*Text provided:*
------------------------------------
Priority 2 — Microsoft Office files (.doc, .docx, .xls, .xlsx, .ppt, .pptx, .mdb/.accdb, etc.). Note the split between modern OOXML formats and legacy binary formats, and the cross-platform difficulty of Access databases — flag these in research.

Priority 3 — Audio and video files. Extract audio, transcribe with a local ASR model, then treat the transcript like text (optionally with AI summarization/understanding), preserving timestamps in the IR. The specific extraction/transcription approach and models are decided by the research (Agent D), not assumed — the above is the shape of the pipeline, not a fixed tool choice.

6. Research subagents (run in parallel, write findings to `docs/research/`)

Spawn focused subagents. Each must read primary sources, verify current capabilities and versions (your training data may be stale — check the live docs), and produce a written findings doc with recommendations and trade-offs. At minimum:

Agent A — Meilisearch. Read the Meilisearch documentation thoroughly, starting at https://www.meilisearch.com/ and its docs. Cover: index creation and the settings API (searchable / filterable / sortable attributes, ranking rules, primary key, distinct attribute), faceting, synonyms, stop words, typo tolerance, document upsert/delete semantics, batch/task handling, and document size / field limits. Also investigate vector / hybrid / AI-powered search and embedders — since we already run local models, semantic search may be worth supporting. Note version requirements.
------------------------------------
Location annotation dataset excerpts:
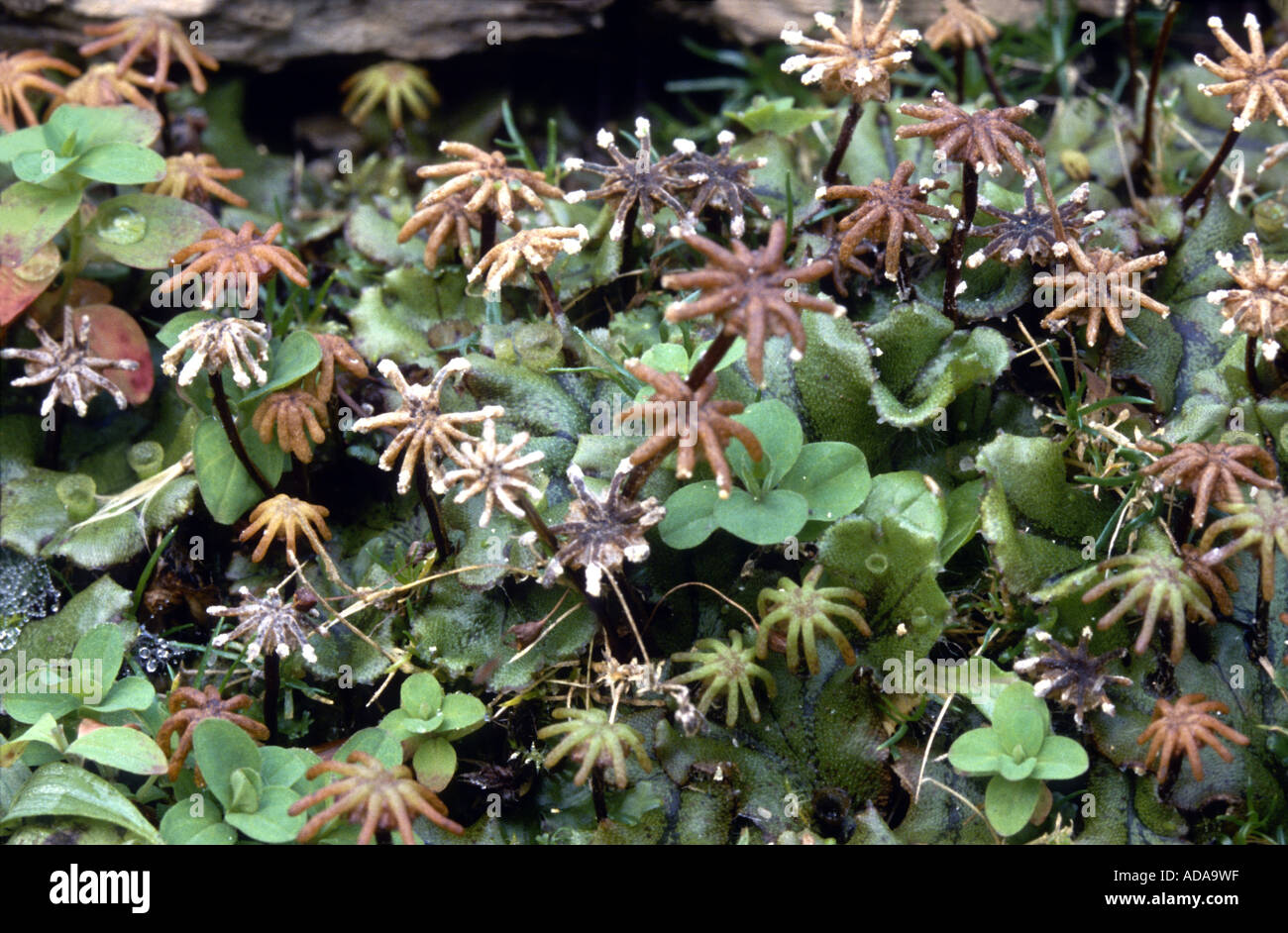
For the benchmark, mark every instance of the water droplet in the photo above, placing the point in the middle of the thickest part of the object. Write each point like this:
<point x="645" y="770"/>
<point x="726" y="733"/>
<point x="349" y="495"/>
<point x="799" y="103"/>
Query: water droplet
<point x="124" y="227"/>
<point x="42" y="266"/>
------------------------------------
*Set problem:* Reproduce the text on file priorities and research subagents in full, word for word. The entries aren't needed for anything here.

*Finished exercise:*
Priority 2 — Microsoft Office files (.doc, .docx, .xls, .xlsx, .ppt, .pptx, .mdb/.accdb, etc.). Note the split between modern OOXML formats and legacy binary formats, and the cross-platform difficulty of Access databases — flag these in research.

Priority 3 — Audio and video files. Extract audio, transcribe with a local ASR model, then treat the transcript like text (optionally with AI summarization/understanding), preserving timestamps in the IR. The specific extraction/transcription approach and models are decided by the research (Agent D), not assumed — the above is the shape of the pipeline, not a fixed tool choice.

6. Research subagents (run in parallel, write findings to `docs/research/`)

Spawn focused subagents. Each must read primary sources, verify current capabilities and versions (your training data may be stale — check the live docs), and produce a written findings doc with recommendations and trade-offs. At minimum:

Agent A — Meilisearch. Read the Meilisearch documentation thoroughly, starting at https://www.meilisearch.com/ and its docs. Cover: index creation and the settings API (searchable / filterable / sortable attributes, ranking rules, primary key, distinct attribute), faceting, synonyms, stop words, typo tolerance, document upsert/delete semantics, batch/task handling, and document size / field limits. Also investigate vector / hybrid / AI-powered search and embedders — since we already run local models, semantic search may be worth supporting. Note version requirements.